-- begin Data lines --

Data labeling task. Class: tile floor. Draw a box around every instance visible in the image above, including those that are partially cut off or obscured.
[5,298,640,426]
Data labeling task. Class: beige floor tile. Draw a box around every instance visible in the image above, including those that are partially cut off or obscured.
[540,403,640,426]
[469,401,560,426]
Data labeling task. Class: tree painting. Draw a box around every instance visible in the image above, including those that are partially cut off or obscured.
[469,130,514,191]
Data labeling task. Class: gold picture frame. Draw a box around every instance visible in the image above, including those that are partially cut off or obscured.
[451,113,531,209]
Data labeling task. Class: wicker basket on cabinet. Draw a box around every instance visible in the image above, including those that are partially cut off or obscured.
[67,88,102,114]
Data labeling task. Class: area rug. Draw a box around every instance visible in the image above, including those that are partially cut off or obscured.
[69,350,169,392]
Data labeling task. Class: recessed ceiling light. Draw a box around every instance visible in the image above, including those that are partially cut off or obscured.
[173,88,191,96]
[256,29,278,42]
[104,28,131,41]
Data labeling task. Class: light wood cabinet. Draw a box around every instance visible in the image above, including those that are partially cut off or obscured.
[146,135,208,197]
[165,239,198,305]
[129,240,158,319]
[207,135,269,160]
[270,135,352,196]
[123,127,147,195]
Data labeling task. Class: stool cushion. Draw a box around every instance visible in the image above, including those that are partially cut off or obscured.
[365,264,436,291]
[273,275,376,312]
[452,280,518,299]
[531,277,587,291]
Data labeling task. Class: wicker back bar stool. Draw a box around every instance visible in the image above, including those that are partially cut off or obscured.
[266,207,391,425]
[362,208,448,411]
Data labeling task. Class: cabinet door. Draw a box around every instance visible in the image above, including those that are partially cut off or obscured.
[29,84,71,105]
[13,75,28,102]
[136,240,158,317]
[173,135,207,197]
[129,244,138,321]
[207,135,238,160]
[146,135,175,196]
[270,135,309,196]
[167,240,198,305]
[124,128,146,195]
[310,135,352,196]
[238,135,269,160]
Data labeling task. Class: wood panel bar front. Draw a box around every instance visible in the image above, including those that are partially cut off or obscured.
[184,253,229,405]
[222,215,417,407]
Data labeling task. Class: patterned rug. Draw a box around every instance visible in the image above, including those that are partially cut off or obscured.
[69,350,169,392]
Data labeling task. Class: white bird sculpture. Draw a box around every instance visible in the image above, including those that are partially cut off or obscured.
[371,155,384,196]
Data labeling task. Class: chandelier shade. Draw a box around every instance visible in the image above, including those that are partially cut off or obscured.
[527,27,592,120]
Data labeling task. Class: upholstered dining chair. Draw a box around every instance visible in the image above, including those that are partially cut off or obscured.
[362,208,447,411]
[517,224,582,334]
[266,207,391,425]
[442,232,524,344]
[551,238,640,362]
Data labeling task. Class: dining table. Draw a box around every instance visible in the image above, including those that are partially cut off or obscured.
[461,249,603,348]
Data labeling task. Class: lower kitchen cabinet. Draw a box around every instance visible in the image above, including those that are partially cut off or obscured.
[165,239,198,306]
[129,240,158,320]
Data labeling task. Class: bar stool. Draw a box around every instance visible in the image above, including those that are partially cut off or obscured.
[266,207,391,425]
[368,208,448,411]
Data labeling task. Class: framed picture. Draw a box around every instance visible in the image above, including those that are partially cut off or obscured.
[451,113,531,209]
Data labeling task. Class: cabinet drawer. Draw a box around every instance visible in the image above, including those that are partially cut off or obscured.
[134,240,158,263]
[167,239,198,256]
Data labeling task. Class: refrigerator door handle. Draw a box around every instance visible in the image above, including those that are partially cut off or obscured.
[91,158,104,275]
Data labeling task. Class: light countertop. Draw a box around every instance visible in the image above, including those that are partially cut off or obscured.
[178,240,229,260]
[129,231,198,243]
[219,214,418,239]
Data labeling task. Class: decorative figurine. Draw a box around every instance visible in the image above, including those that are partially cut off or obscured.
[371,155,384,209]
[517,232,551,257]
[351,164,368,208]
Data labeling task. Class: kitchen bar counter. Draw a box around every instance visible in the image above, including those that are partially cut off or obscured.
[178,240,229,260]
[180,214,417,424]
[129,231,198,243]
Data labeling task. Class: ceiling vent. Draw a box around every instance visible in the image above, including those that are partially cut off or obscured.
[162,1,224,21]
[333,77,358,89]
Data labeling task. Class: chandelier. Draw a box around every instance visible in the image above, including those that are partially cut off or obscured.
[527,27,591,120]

-- end Data lines --

Description of the task:
Convert the records above into a JSON list of strings, with one string for each line and blank lines omitted.

Answer for this exercise:
[
  "Data labeling task. Class: tile floor. Draw a box around every instance visible in the image above, including those that are partially cut off or obscured.",
  "[5,298,640,426]",
  "Data labeling task. Class: beige floor tile. Draw a box around every instance visible in the image above, including those that are partially cut off or obscured.",
  "[540,403,640,426]",
  "[469,401,560,426]",
  "Data labeling task. Class: tree painting. Draw a box around every instance visible in the image above, including those that are partially cut off or obscured.",
  "[469,130,514,191]",
  "Data labeling task. Class: gold picture frame. Draw a box around every instance visible in the image above, including those that are partially cut off or obscured.",
  "[451,113,531,209]",
  "Data labeling task. Class: wicker basket on cabinet. Draw a box around every instance visible in the image above, including those that are partially cut off or obscured.",
  "[67,88,102,114]",
  "Data labeling task. Class: area rug. Draw a box around every instance visible in the image above, including those that are partially cut off or obscured.",
  "[69,350,169,392]",
  "Data labeling task. Class: recessed ceiling light. Draw a box around every instance visible in the image above, including those that are partially cut off or obscured.",
  "[173,88,191,96]",
  "[256,29,278,42]",
  "[104,28,131,41]",
  "Data labeling task. Class: light wood cabinet. Draw a box around every instance visible in the image above, including those that are partially cut off or obscured.",
  "[146,135,208,197]",
  "[165,239,198,305]",
  "[129,240,158,319]",
  "[207,135,269,160]",
  "[270,135,352,196]",
  "[123,127,147,195]",
  "Data labeling task. Class: stool cushion. Draw a box around every instance visible in the image above, including those that are partially cut off or obscured.",
  "[365,264,436,291]",
  "[273,275,376,312]",
  "[452,280,518,299]",
  "[531,277,587,291]",
  "Data labeling task. Class: wicker back bar stool. Draw a box around every instance visible in the image above, including those that are partially cut off or obscured.",
  "[266,207,391,425]",
  "[362,208,448,411]",
  "Data labeling task. Class: cabinet door. Draw a box around every instance visible in the image above, including those that are partially cut off or obscured.",
  "[29,84,71,105]",
  "[13,75,28,102]",
  "[136,240,158,317]",
  "[173,135,207,197]",
  "[129,244,138,321]",
  "[207,135,238,160]",
  "[146,135,175,196]",
  "[270,135,309,196]",
  "[167,240,198,305]",
  "[124,128,146,195]",
  "[310,135,352,196]",
  "[238,135,269,160]",
  "Data labeling task. Class: wood panel bar front. Draw a box around every instance visible in the image above, including those that are partially cut off or obscured.",
  "[184,253,229,405]",
  "[222,215,417,407]",
  "Data labeling task. Class: patterned rug. Draw a box around every instance visible in the image above, including those that are partially cut off or obscured.",
  "[69,350,169,392]",
  "Data labeling task. Class: white bird sculpture. Draw a box around every instance visible in the image above, including those that are partially cut off or obscured.",
  "[371,155,384,196]",
  "Data labeling task. Class: chandelier shade. Draw a box around every instance visible in the image above, including those that are partially cut off or obscured.",
  "[527,27,592,120]",
  "Data labeling task. Class: upholstered dining chair. Draw a box around every instance visible in the image above, including those that are partially cut off or obscured.",
  "[362,208,447,411]",
  "[517,224,582,334]",
  "[266,207,391,425]",
  "[442,232,524,344]",
  "[551,238,640,362]",
  "Data labeling task. Class: dining table. Draw a box around every instance visible in the image above, including those that are partially cut off or obscured.",
  "[461,249,603,348]",
  "Data labeling task. Class: lower kitchen cabinet. Draw a box around every instance visible in the image above, including those that are partially cut off or obscured.",
  "[165,239,198,306]",
  "[129,240,158,320]",
  "Data labeling task. Class: bar stool. Draw a box around every instance visible in the image above, including those that are partially cut off or obscured.",
  "[266,207,391,425]",
  "[368,208,448,411]",
  "Data labeling task. Class: framed picture. Draw a box around every instance visible in the image above, including those that are partially cut off or obscured.",
  "[451,113,531,209]",
  "Data labeling task. Class: cabinet drawer. Draw a box around every instance visible in the image above, including those that are partially cut off or obscured.",
  "[134,240,158,263]",
  "[167,239,198,256]",
  "Data labeling task. Class: refrigerator door handle. Draw a box around every instance visible in the image above, including those that are partially cut off or obscured.",
  "[91,158,104,275]",
  "Data labeling task. Class: light countertop. Draw a box around every instance visible in the image above, including those that are partially cut off or obscured.",
  "[178,240,229,260]",
  "[129,231,198,243]",
  "[219,214,418,239]",
  "Data labeling task. Class: decorative figurine. Draw a box around every instance visible in the image above, including those that are partially cut off or obscured.",
  "[371,155,384,209]",
  "[517,232,551,257]",
  "[351,164,368,208]",
  "Data labeling task. Class: kitchen bar counter. Draw a box around every instance visible in the image above, including those that are partially cut off or obscured.",
  "[178,240,229,260]",
  "[180,214,417,424]",
  "[129,231,198,243]",
  "Data labeling task. Class: ceiling vent. Draw a box around every instance visible in the image above, including those that are partially cut off or obscured.",
  "[162,1,224,21]",
  "[333,77,358,89]",
  "Data labeling task. Class: chandelier. Draw a box around every instance visible in the image above, including those that are partially cut off or obscured.",
  "[527,27,591,120]"
]